→ **Task statement**
Transcribe the listing exactly; drop the images.
>>>
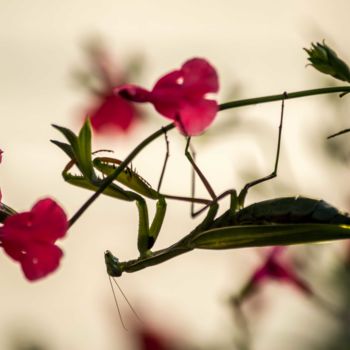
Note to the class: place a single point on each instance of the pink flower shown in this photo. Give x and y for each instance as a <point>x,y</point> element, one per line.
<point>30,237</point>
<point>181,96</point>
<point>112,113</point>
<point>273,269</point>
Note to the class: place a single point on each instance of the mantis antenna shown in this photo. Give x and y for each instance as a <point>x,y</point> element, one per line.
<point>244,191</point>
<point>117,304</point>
<<<
→ **Response to this exercise**
Note to the class: place a single point on each instance of the pink flower shown in this photo. Give x and y for each instance as a <point>x,y</point> element, one per line.
<point>30,237</point>
<point>181,96</point>
<point>112,113</point>
<point>273,269</point>
Note to the class: place a single point on each instance of the mantis antenna shown in this photo. Give x and y for each instance as a <point>x,y</point> element, one per line.
<point>244,191</point>
<point>117,304</point>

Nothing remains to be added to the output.